Look through the data below for the line with "Note: pick out the green", and transcribe it exactly together with each line after it up to and including the line with "Note: pick out the front". Give nothing else.

Records from a data collection:
┌──

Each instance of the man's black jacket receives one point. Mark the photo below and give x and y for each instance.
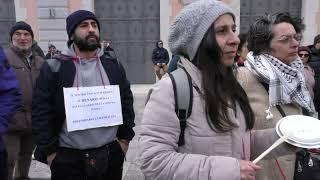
(48, 112)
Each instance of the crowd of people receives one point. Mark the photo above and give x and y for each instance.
(242, 85)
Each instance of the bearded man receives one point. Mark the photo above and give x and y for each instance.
(95, 152)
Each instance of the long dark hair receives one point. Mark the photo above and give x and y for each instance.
(221, 89)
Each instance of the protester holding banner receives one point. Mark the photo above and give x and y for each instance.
(74, 134)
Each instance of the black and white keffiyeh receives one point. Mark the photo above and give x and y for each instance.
(286, 82)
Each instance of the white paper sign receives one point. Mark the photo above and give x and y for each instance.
(92, 107)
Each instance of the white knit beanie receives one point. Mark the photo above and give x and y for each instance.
(192, 23)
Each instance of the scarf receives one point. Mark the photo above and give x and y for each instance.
(286, 82)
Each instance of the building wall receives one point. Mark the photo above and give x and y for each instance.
(46, 29)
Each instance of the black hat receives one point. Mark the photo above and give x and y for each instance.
(20, 26)
(76, 18)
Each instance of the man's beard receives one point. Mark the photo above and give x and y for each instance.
(87, 44)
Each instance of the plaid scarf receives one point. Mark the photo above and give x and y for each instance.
(286, 82)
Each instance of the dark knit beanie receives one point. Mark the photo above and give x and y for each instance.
(74, 19)
(20, 26)
(316, 39)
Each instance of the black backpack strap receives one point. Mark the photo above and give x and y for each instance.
(266, 86)
(183, 97)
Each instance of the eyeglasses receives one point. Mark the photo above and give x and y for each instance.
(288, 38)
(303, 55)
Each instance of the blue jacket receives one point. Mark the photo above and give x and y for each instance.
(10, 95)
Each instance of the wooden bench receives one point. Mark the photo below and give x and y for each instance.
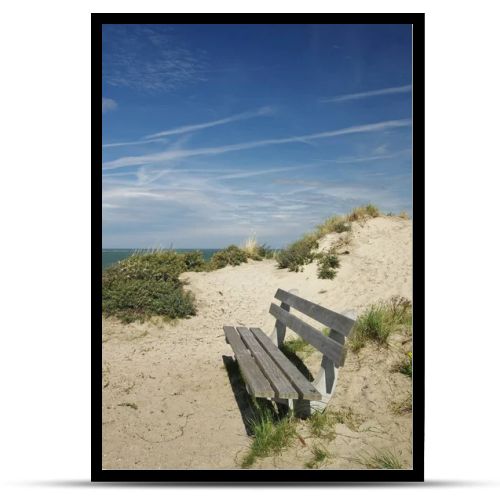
(268, 373)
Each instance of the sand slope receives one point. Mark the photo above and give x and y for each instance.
(167, 400)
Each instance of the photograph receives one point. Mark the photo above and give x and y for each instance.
(258, 291)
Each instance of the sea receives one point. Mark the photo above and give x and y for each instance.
(112, 255)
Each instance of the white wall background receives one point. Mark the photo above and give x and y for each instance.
(45, 206)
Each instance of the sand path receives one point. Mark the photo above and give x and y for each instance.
(167, 400)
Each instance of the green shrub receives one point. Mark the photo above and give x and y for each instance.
(139, 299)
(194, 261)
(299, 253)
(230, 256)
(165, 265)
(328, 262)
(145, 285)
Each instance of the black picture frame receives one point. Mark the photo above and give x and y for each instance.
(256, 477)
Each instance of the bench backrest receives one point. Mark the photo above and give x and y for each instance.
(339, 325)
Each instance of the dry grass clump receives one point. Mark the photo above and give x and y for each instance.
(403, 406)
(380, 459)
(328, 262)
(301, 252)
(298, 254)
(380, 321)
(270, 436)
(320, 454)
(147, 284)
(405, 366)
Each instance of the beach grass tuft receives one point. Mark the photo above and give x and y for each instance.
(328, 263)
(320, 454)
(404, 406)
(270, 435)
(380, 459)
(301, 252)
(380, 321)
(146, 284)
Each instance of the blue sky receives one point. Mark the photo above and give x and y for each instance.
(214, 133)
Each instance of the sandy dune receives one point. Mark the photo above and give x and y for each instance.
(167, 399)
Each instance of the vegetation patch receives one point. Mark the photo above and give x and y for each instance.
(328, 263)
(145, 285)
(230, 256)
(402, 407)
(364, 212)
(298, 254)
(270, 436)
(298, 345)
(130, 405)
(406, 365)
(301, 252)
(334, 224)
(194, 261)
(384, 459)
(347, 417)
(256, 251)
(380, 321)
(322, 425)
(320, 454)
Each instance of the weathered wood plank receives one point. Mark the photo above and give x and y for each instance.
(325, 345)
(305, 389)
(331, 319)
(279, 382)
(257, 383)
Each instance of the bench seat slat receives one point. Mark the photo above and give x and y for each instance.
(325, 345)
(257, 383)
(331, 319)
(279, 382)
(305, 389)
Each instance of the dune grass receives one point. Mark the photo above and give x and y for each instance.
(320, 455)
(404, 406)
(298, 345)
(271, 435)
(380, 459)
(328, 263)
(301, 252)
(146, 284)
(380, 321)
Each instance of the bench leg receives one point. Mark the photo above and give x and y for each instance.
(325, 383)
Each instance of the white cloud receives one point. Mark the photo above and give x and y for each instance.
(183, 153)
(108, 104)
(190, 128)
(369, 93)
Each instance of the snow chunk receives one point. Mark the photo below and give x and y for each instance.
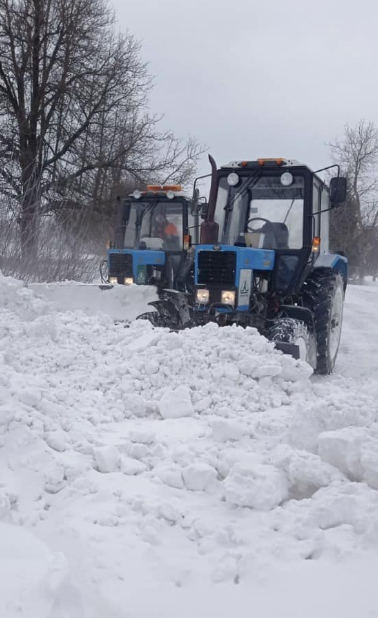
(142, 437)
(259, 486)
(107, 459)
(342, 449)
(199, 476)
(131, 466)
(176, 403)
(224, 430)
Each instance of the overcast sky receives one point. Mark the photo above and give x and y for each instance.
(267, 78)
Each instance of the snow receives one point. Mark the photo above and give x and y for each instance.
(120, 302)
(145, 473)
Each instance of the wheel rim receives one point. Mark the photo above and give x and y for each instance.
(336, 322)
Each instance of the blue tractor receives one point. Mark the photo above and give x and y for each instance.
(154, 235)
(264, 258)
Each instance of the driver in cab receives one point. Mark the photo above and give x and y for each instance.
(166, 230)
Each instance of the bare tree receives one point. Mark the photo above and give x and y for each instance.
(73, 110)
(351, 227)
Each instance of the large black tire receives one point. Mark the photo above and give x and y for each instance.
(323, 294)
(288, 330)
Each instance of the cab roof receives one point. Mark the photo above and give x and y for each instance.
(273, 162)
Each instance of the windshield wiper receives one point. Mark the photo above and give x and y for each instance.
(240, 194)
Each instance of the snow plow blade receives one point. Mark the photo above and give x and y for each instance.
(288, 348)
(121, 303)
(172, 310)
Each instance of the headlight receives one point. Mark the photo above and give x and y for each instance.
(228, 297)
(287, 179)
(233, 179)
(202, 296)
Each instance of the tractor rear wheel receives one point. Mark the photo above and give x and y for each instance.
(289, 330)
(323, 294)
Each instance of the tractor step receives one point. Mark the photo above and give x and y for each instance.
(288, 348)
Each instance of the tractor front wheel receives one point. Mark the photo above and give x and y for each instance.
(323, 294)
(288, 330)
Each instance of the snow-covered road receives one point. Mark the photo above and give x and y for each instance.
(193, 474)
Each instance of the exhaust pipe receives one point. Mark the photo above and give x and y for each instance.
(209, 227)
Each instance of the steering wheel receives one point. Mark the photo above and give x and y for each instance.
(250, 229)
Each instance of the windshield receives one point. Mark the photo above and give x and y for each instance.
(261, 212)
(154, 224)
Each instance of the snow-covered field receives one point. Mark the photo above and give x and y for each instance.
(145, 474)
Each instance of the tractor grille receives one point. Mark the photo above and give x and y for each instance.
(216, 267)
(120, 265)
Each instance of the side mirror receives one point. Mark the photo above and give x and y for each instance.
(337, 191)
(203, 211)
(195, 205)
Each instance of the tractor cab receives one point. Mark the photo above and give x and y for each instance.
(267, 224)
(154, 233)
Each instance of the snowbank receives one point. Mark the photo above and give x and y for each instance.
(123, 303)
(161, 468)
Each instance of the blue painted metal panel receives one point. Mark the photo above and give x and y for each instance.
(142, 257)
(246, 257)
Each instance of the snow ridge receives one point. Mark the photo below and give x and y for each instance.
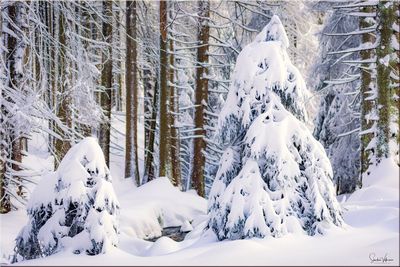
(274, 178)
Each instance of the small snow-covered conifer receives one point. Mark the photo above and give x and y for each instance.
(274, 177)
(72, 208)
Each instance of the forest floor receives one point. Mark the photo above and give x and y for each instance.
(370, 237)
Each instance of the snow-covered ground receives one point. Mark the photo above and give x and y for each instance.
(371, 235)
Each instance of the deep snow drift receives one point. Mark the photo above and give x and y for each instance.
(371, 215)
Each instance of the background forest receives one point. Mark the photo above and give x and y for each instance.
(149, 79)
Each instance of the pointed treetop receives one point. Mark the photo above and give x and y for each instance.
(273, 31)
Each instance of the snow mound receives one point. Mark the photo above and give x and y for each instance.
(74, 208)
(274, 31)
(158, 204)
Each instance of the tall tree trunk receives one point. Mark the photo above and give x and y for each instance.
(64, 111)
(387, 16)
(131, 145)
(201, 95)
(164, 164)
(106, 81)
(365, 89)
(174, 141)
(149, 167)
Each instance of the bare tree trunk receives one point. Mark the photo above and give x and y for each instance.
(201, 95)
(64, 111)
(106, 82)
(174, 141)
(164, 166)
(366, 105)
(387, 17)
(131, 146)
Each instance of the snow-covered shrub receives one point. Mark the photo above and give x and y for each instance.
(274, 177)
(72, 208)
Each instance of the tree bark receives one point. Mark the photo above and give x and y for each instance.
(106, 82)
(201, 95)
(174, 136)
(131, 145)
(164, 166)
(63, 111)
(366, 105)
(386, 13)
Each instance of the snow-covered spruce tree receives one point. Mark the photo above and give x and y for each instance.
(73, 208)
(274, 177)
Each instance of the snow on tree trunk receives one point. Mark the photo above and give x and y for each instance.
(72, 208)
(274, 177)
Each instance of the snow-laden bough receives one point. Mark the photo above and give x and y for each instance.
(274, 178)
(73, 208)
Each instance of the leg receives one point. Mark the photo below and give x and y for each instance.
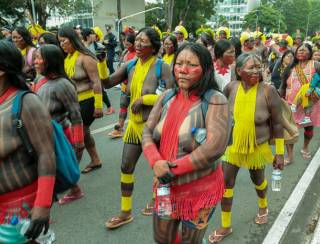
(308, 134)
(258, 178)
(164, 231)
(130, 157)
(289, 159)
(230, 174)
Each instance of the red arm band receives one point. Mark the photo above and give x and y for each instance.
(152, 154)
(45, 191)
(77, 133)
(184, 166)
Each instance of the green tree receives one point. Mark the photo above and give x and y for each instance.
(267, 18)
(12, 12)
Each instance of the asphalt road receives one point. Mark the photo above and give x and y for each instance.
(83, 221)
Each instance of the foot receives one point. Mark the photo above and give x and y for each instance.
(70, 197)
(287, 161)
(305, 153)
(262, 216)
(148, 210)
(90, 167)
(218, 235)
(118, 221)
(109, 111)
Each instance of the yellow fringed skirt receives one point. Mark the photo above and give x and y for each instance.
(261, 156)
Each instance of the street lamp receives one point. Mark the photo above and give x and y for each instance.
(316, 10)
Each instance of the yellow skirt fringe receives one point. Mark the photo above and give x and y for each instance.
(261, 156)
(133, 134)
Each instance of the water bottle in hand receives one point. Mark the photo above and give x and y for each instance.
(276, 179)
(164, 200)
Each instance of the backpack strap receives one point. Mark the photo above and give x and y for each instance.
(131, 64)
(18, 125)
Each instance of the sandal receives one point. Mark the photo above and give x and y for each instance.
(70, 197)
(91, 167)
(261, 219)
(287, 162)
(148, 210)
(215, 237)
(118, 221)
(305, 155)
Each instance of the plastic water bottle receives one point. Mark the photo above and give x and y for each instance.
(276, 180)
(48, 238)
(200, 135)
(164, 200)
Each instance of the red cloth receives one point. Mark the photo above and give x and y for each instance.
(176, 114)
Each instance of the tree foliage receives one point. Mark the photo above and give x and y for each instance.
(267, 18)
(13, 12)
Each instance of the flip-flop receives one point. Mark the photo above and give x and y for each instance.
(148, 210)
(215, 238)
(259, 218)
(305, 155)
(70, 198)
(117, 221)
(91, 167)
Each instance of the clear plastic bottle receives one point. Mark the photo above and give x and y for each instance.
(276, 180)
(200, 135)
(164, 200)
(42, 238)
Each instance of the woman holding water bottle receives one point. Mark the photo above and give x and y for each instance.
(191, 180)
(257, 118)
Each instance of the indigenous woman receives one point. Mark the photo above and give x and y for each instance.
(129, 54)
(60, 96)
(170, 47)
(23, 40)
(195, 177)
(206, 39)
(141, 89)
(280, 66)
(295, 79)
(81, 67)
(255, 109)
(26, 182)
(224, 64)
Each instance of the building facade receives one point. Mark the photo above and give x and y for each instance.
(234, 12)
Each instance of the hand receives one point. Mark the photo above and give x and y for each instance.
(278, 162)
(98, 113)
(161, 168)
(39, 220)
(137, 106)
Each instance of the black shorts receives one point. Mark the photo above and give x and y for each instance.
(87, 111)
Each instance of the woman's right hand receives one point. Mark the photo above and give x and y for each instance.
(161, 168)
(40, 217)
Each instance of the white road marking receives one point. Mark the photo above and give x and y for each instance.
(284, 218)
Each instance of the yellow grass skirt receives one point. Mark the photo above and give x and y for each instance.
(261, 156)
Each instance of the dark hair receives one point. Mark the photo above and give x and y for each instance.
(174, 41)
(153, 37)
(288, 70)
(130, 37)
(206, 39)
(237, 45)
(25, 34)
(49, 38)
(53, 60)
(242, 60)
(207, 81)
(11, 62)
(86, 32)
(221, 47)
(77, 44)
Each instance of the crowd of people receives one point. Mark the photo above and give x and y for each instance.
(198, 111)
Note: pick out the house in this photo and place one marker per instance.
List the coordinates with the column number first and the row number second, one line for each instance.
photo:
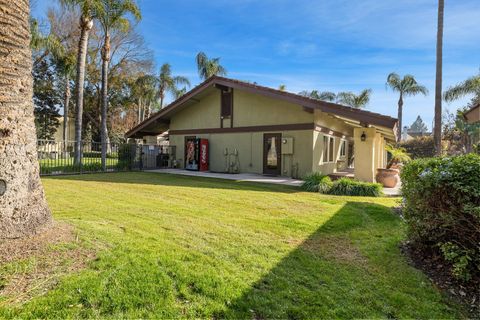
column 257, row 129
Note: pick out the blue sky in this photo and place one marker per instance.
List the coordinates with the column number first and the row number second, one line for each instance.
column 335, row 45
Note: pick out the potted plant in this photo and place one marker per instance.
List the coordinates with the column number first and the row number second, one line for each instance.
column 389, row 177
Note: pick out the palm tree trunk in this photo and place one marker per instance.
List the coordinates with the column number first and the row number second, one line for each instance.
column 86, row 25
column 23, row 209
column 65, row 110
column 139, row 108
column 400, row 115
column 104, row 132
column 437, row 133
column 161, row 97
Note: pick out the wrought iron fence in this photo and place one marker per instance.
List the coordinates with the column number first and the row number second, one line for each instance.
column 56, row 158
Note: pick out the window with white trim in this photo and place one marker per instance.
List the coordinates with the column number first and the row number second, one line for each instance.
column 328, row 151
column 343, row 148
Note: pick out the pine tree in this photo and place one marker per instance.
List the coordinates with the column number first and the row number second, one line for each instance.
column 418, row 126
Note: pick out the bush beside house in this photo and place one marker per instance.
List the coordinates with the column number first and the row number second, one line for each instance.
column 318, row 182
column 442, row 209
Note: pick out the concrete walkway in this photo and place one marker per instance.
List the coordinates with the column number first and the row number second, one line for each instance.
column 252, row 177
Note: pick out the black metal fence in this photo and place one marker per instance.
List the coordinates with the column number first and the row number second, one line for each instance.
column 56, row 158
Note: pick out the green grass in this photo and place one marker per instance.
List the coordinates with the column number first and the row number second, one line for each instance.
column 174, row 247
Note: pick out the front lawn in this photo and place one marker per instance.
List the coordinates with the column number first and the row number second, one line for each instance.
column 175, row 246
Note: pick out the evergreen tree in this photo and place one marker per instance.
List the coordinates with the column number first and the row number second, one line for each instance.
column 46, row 99
column 418, row 126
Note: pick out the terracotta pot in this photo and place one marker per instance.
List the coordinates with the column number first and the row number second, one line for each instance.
column 396, row 165
column 388, row 177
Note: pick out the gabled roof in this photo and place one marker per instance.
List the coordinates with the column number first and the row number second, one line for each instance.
column 163, row 116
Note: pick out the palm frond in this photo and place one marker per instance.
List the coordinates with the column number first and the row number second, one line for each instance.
column 469, row 86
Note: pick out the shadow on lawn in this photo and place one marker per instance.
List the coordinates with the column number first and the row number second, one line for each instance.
column 351, row 267
column 163, row 179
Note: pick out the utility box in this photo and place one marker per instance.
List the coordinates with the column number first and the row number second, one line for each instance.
column 287, row 145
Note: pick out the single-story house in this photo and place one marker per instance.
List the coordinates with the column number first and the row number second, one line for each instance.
column 256, row 129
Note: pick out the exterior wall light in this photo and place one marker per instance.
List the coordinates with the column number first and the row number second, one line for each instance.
column 363, row 137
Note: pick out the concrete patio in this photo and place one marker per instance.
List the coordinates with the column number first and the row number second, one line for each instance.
column 251, row 177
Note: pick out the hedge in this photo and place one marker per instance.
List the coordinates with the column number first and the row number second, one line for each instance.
column 420, row 147
column 350, row 187
column 317, row 182
column 442, row 209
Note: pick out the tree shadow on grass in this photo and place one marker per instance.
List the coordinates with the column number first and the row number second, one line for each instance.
column 162, row 179
column 351, row 267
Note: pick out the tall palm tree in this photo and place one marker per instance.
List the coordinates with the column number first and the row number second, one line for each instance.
column 469, row 86
column 65, row 65
column 88, row 9
column 437, row 130
column 169, row 83
column 355, row 101
column 144, row 91
column 209, row 67
column 23, row 209
column 49, row 44
column 406, row 86
column 322, row 95
column 111, row 15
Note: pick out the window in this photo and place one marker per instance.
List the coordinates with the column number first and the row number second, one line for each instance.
column 227, row 104
column 328, row 149
column 325, row 149
column 343, row 148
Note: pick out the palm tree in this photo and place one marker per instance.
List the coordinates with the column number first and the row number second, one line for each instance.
column 22, row 201
column 179, row 92
column 169, row 83
column 437, row 130
column 144, row 91
column 47, row 43
column 355, row 101
column 322, row 95
column 469, row 86
column 88, row 9
column 111, row 15
column 406, row 86
column 65, row 64
column 209, row 67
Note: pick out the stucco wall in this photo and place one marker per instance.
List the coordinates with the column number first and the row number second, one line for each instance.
column 254, row 109
column 200, row 115
column 250, row 151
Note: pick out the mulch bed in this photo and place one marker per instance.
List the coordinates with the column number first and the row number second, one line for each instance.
column 47, row 255
column 438, row 270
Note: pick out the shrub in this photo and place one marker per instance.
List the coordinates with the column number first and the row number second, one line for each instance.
column 350, row 187
column 126, row 156
column 420, row 147
column 442, row 209
column 317, row 182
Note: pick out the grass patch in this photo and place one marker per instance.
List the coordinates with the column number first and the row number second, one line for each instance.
column 180, row 246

└──

* [Answer space]:
Note: pick out the green grass in this photo and place one marker per instance.
List the coordinates with the column number first and the row number second, one line for each instance.
column 174, row 247
Note: pick out the front lawn in this photo and place one marker per instance.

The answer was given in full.